TEXT EXTRACT:
○ ○ ○ ○ ○ ○ ○

Re: [PATCH RFC PREVIEW 1/6] iommu/vt-d: Separate page request queue from SVM
Posted by Baolu Lu 1 year, 3 months ago
On 2024/8/26 19:40, Klaus Jensen wrote:
> From: Joel Granados<j.granados@samsung.com>
> 
> IO page faults are no longer dependent on CONFIG_INTEL_IOMMU_SVM. Move
> all Page Request Queue (PRQ) functions that handle prq events to a new
> file in drivers/iommu/intel/prq.c. The page_req_des struct is made
> available in drivers/iommu/intel/iommu.h.
> 
> No functional changes are intended. This is a preparation patch to
> enable the use of IO page faults outside the SVM and nested use cases.
> 
> Signed-off-by: Joel Granados<j.granados@samsung.com>
> ---
>   drivers/iommu/intel/Makefile |   2 +-
>   drivers/iommu/intel/iommu.c  |  18 +--
>   drivers/iommu/intel/iommu.h  |  40 +++++-
>   drivers/iommu/intel/prq.c    | 290 ++++++++++++++++++++++++++++++++++++++++
>   drivers/iommu/intel/svm.c    | 308 -------------------------------------------
>   5 files changed, 331 insertions(+), 327 deletions(-)
> 
> diff --git a/drivers/iommu/intel/Makefile b/drivers/iommu/intel/Makefile
> index c8beb0281559..d3bb0798092d 100644
> --- a/drivers/iommu/intel/Makefile
> +++ b/drivers/iommu/intel/Makefile
> @@ -1,6 +1,6 @@
>   # SPDX-License-Identifier: GPL-2.0
>   obj-$(CONFIG_DMAR_TABLE) += dmar.o
> -obj-$(CONFIG_INTEL_IOMMU) += iommu.o pasid.o nested.o cache.o
> +obj-$(CONFIG_INTEL_IOMMU) += iommu.o pasid.o nested.o cache.o prq.o
>   obj-$(CONFIG_DMAR_TABLE) += trace.o cap_audit.o
>   obj-$(CONFIG_DMAR_PERF) += perf.o
>   obj-$(CONFIG_INTEL_IOMMU_DEBUGFS) += debugfs.o
> diff --git a/drivers/iommu/intel/iommu.c b/drivers/iommu/intel/iommu.c
> index 9ff8b83c19a3..4ca284d53a6b 100644
> --- a/drivers/iommu/intel/iommu.c
> +++ b/drivers/iommu/intel/iommu.c
> @@ -1487,12 +1487,10 @@ static void free_dmar_iommu(struct intel_iommu *iommu)

○ ○ ○ ○ ○ ○ ○

RECORDED INFORMATION:
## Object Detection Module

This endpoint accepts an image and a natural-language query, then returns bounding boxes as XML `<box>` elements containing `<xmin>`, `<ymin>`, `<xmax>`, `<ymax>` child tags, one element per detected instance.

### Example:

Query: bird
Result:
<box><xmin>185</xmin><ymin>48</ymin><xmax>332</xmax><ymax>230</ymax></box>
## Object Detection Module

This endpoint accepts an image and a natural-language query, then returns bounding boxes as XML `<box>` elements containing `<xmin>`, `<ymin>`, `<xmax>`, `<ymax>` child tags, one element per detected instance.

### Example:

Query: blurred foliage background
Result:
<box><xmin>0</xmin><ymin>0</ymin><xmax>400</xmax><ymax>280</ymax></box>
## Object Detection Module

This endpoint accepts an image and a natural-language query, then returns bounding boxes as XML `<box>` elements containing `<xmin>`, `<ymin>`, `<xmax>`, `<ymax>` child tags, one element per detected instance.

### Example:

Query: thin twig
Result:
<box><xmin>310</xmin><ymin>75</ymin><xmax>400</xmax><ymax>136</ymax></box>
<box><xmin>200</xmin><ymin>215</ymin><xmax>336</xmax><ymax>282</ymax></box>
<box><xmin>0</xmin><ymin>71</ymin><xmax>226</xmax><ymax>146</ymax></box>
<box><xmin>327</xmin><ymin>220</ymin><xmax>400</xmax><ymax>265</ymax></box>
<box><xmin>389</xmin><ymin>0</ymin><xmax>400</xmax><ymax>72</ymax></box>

○ ○ ○ ○ ○ ○ ○

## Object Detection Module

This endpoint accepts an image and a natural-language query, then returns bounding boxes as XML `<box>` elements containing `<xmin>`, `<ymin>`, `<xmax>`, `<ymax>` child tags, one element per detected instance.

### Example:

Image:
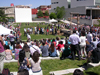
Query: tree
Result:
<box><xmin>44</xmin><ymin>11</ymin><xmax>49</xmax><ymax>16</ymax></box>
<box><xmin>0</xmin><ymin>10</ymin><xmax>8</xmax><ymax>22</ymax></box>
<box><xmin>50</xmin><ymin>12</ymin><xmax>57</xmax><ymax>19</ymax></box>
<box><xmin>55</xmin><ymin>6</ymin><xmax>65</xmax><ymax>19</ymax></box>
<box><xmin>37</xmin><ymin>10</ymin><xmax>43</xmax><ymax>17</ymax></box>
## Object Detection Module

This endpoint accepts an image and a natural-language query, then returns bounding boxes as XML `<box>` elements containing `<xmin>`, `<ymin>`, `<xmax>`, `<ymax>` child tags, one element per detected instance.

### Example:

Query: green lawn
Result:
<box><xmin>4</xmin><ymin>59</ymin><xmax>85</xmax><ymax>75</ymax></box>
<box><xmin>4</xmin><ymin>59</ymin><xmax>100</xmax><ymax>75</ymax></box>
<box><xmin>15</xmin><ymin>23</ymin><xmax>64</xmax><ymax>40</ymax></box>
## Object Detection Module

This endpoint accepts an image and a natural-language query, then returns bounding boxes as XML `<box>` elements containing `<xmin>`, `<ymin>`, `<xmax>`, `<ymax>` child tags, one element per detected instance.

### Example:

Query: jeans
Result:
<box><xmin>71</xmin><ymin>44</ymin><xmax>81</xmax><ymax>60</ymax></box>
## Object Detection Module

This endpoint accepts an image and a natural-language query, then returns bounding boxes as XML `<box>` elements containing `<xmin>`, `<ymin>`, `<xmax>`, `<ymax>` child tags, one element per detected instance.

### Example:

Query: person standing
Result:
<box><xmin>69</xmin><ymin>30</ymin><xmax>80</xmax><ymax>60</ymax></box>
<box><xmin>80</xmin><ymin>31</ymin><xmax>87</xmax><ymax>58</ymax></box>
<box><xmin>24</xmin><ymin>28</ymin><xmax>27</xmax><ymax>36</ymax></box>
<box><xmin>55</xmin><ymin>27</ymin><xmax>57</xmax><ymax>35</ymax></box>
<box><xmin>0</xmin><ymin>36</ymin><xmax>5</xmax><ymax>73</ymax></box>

○ ○ ○ ○ ○ ○ ○

WORK REQUIRED:
Please carry on the page request queue patch email from its last line. The material plays no part in this work.

ANSWER TO THE TASK:
>   	/* free context mapping */
>   	free_context_table(iommu);
>   
> -#ifdef CONFIG_INTEL_IOMMU_SVM
>   	if (pasid_supported(iommu)) {
>   		if (ecap_prs(iommu->ecap))
> -			intel_svm_finish_prq(iommu);
> +			intel_finish_prq(iommu);
>   	}
> -#endif
>   }
>   
>   /*
> @@ -2480,19 +2478,18 @@ static int __init init_dmars(void)
>   
>   		iommu_flush_write_buffer(iommu);
>   
> -#ifdef CONFIG_INTEL_IOMMU_SVM
>   		if (pasid_supported(iommu) && ecap_prs(iommu->ecap)) {
>   			/*
>   			 * Call dmar_alloc_hwirq() with dmar_global_lock held,
>   			 * could cause possible lock race condition.
>   			 */
>   			up_write(&dmar_global_lock);
> -			ret = intel_svm_enable_prq(iommu);
> +			ret = intel_enable_prq(iommu);
>   			down_write(&dmar_global_lock);
>   			if (ret)
>   				goto free_iommu;
>   		}
> -#endif
> +
>   		ret = dmar_set_interrupt(iommu);
>   		if (ret)
>   			goto free_iommu;
> @@ -2922,13 +2919,12 @@ static int intel_iommu_add(struct dmar_drhd_unit *dmaru)
>   	intel_iommu_init_qi(iommu);
>   	iommu_flush_write_buffer(iommu);
>   
> -#ifdef CONFIG_INTEL_IOMMU_SVM
>   	if (pasid_supported(iommu) && ecap_prs(iommu->ecap)) {
> -		ret = intel_svm_enable_prq(iommu);
> +		ret = intel_enable_prq(iommu);
>   		if (ret)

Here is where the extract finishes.